[Your objective] Please write out exactly the lines that begin at the line containing "Please put a point on the wooden stair" and run to the end of the records.

Stored dataset items:
┌──
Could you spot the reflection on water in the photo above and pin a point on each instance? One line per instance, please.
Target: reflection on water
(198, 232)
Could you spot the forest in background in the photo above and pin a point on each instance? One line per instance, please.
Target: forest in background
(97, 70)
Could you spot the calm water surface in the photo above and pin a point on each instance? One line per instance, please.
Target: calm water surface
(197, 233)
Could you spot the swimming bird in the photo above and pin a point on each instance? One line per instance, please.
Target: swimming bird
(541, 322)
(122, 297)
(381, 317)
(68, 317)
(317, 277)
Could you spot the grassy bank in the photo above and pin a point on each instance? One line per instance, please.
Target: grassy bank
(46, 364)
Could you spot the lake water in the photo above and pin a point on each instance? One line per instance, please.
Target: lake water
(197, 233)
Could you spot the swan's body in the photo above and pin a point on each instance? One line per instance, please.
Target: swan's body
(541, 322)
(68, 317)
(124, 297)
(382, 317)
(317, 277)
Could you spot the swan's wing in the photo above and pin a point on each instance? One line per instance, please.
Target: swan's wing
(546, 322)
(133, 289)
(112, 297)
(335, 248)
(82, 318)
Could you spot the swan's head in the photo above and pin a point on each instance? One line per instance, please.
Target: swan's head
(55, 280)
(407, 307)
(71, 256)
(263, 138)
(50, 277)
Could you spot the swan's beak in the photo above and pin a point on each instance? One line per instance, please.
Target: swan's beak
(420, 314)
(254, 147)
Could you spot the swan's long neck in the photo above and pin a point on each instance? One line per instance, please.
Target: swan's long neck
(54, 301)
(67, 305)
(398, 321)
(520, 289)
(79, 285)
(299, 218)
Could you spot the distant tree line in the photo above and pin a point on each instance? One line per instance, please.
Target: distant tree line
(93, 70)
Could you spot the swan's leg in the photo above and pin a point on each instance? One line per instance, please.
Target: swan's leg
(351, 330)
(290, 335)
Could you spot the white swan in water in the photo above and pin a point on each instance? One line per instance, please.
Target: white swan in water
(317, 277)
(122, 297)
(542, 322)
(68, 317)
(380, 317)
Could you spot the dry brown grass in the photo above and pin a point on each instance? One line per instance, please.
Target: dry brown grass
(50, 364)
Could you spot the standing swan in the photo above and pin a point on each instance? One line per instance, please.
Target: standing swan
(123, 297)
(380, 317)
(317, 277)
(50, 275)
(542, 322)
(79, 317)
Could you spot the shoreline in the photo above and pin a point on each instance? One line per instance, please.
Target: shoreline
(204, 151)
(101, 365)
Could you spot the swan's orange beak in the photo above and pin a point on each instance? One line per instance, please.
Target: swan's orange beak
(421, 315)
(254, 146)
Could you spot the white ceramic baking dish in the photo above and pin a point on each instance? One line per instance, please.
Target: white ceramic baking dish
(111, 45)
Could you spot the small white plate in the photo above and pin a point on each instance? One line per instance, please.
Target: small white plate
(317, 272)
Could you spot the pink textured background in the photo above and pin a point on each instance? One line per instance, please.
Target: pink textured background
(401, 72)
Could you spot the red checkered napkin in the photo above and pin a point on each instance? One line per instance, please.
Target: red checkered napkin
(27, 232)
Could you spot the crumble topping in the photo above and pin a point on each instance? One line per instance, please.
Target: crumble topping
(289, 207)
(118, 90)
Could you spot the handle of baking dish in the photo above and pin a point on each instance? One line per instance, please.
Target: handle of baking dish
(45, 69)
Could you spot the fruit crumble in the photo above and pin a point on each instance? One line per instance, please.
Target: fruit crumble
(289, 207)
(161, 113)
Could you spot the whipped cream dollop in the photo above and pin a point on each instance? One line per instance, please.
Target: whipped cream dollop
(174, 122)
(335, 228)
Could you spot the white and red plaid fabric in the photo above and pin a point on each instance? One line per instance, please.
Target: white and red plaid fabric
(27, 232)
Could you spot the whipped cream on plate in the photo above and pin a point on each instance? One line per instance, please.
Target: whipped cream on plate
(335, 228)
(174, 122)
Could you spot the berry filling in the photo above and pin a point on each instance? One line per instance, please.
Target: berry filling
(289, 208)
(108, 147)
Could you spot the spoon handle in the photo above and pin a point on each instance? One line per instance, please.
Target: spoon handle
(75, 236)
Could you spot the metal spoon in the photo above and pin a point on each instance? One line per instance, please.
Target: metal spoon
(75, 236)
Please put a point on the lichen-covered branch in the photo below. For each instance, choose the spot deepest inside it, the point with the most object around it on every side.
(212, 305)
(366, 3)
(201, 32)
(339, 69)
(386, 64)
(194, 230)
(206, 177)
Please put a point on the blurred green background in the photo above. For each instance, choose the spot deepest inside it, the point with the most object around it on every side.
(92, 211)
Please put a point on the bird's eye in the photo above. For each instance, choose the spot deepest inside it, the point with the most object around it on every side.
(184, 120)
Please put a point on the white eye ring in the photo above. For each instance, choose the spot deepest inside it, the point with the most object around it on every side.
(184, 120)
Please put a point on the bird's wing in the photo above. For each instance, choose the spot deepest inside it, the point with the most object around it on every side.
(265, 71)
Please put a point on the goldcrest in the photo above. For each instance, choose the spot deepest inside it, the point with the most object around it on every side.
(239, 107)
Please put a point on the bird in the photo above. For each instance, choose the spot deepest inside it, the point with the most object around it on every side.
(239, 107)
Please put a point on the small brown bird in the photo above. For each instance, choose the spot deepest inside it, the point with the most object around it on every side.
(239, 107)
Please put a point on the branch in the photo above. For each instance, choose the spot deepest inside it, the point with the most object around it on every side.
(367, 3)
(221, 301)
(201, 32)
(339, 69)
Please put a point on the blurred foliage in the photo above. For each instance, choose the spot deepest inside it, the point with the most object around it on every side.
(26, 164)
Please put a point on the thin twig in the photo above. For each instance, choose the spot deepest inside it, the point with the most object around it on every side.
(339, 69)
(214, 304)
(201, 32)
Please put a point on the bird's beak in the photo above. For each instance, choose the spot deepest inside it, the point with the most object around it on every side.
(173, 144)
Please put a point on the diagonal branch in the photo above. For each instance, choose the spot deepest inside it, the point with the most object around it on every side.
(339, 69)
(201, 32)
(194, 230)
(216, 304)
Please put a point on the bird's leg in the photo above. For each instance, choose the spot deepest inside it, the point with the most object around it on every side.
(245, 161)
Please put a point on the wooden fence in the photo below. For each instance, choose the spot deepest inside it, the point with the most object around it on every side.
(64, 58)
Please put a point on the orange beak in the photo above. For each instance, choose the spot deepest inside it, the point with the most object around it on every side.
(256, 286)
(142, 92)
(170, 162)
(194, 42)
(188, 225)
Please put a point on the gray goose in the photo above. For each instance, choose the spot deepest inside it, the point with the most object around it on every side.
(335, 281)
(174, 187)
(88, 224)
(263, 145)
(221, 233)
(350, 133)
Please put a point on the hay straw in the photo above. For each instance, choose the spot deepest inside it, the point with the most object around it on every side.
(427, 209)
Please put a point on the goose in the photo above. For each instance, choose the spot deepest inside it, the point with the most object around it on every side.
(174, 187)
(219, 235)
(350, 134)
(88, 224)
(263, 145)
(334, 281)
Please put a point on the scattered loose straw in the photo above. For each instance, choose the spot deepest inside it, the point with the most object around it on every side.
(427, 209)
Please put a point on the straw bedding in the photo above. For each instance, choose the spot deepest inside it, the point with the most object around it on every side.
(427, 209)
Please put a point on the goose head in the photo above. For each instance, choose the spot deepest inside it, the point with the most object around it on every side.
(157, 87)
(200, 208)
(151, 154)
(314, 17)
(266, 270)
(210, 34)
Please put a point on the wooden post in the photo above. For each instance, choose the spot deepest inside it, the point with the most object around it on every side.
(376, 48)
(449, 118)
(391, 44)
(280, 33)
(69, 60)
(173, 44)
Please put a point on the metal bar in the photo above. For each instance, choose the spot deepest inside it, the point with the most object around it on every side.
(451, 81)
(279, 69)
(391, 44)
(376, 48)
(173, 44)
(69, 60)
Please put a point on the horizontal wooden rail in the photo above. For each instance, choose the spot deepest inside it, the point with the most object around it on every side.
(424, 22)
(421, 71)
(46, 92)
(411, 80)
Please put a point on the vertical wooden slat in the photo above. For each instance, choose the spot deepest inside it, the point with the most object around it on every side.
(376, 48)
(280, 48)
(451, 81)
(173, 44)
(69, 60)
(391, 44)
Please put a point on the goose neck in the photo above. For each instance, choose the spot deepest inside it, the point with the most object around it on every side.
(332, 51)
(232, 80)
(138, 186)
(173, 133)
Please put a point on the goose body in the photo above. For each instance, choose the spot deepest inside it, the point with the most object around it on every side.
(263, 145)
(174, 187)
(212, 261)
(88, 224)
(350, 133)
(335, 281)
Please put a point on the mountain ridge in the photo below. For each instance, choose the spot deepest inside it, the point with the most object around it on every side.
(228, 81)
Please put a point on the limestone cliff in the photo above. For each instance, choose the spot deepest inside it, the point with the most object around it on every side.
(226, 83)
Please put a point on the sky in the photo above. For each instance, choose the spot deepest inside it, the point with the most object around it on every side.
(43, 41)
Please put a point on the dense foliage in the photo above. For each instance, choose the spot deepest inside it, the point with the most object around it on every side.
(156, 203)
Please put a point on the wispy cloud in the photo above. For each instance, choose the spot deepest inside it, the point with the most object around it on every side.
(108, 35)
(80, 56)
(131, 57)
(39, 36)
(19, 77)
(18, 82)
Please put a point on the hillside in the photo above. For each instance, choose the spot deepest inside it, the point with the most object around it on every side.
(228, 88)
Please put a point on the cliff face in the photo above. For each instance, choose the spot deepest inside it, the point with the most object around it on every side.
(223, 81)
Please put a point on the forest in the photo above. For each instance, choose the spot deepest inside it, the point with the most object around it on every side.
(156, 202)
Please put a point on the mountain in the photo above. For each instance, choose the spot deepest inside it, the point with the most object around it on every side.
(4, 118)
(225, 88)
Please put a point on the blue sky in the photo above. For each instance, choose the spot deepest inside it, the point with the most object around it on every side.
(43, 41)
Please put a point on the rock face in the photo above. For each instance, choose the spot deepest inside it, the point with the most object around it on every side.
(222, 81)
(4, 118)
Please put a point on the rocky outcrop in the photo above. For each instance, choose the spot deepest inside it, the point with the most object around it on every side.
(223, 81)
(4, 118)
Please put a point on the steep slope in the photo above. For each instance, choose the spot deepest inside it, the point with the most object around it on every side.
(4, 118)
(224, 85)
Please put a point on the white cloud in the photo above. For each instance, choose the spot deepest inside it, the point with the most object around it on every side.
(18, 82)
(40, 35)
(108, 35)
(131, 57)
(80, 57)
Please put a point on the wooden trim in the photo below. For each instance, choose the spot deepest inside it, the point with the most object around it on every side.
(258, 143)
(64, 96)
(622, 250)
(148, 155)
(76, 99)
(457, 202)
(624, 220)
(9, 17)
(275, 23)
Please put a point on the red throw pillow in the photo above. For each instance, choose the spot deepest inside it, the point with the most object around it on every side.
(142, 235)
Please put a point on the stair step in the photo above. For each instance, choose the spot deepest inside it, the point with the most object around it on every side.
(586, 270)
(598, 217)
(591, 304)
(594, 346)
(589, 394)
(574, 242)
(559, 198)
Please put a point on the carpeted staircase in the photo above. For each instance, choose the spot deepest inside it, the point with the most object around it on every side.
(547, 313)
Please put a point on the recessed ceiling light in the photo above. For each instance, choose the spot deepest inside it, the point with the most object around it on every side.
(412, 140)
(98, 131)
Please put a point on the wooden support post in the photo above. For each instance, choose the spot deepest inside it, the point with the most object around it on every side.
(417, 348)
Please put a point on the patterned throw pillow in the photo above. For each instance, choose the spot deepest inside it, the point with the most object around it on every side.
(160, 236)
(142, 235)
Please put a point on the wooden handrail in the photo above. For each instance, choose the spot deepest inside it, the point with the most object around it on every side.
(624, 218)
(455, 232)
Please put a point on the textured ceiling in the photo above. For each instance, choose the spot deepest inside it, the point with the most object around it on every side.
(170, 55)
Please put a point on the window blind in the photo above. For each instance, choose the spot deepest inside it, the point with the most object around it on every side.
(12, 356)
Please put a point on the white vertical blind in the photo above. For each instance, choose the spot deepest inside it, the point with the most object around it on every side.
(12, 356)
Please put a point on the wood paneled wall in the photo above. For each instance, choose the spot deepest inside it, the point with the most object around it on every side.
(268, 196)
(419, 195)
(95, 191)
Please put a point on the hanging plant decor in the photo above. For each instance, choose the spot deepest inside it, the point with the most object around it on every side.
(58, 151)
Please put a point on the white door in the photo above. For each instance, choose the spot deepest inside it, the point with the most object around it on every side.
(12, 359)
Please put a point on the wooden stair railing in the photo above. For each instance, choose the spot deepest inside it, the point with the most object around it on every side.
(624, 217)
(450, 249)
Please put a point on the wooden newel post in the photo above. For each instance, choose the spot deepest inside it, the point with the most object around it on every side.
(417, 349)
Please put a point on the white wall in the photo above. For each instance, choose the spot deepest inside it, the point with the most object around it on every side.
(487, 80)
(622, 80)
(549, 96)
└──
[Finished exercise]
Please put a point on the wooden stair railing in the photo above. For each instance, choose the spot deepest inside it, the point with the most object around it on every side.
(624, 217)
(450, 249)
Please put a point on the wooden newel post in the photo above. For each instance, choose the spot deepest inside it, the point with the most object around it on every side.
(417, 349)
Please put a point on the white wall in the photo above. For each instance, choose the spot deepest inside it, the point with the most object around it on every side.
(487, 80)
(622, 80)
(549, 96)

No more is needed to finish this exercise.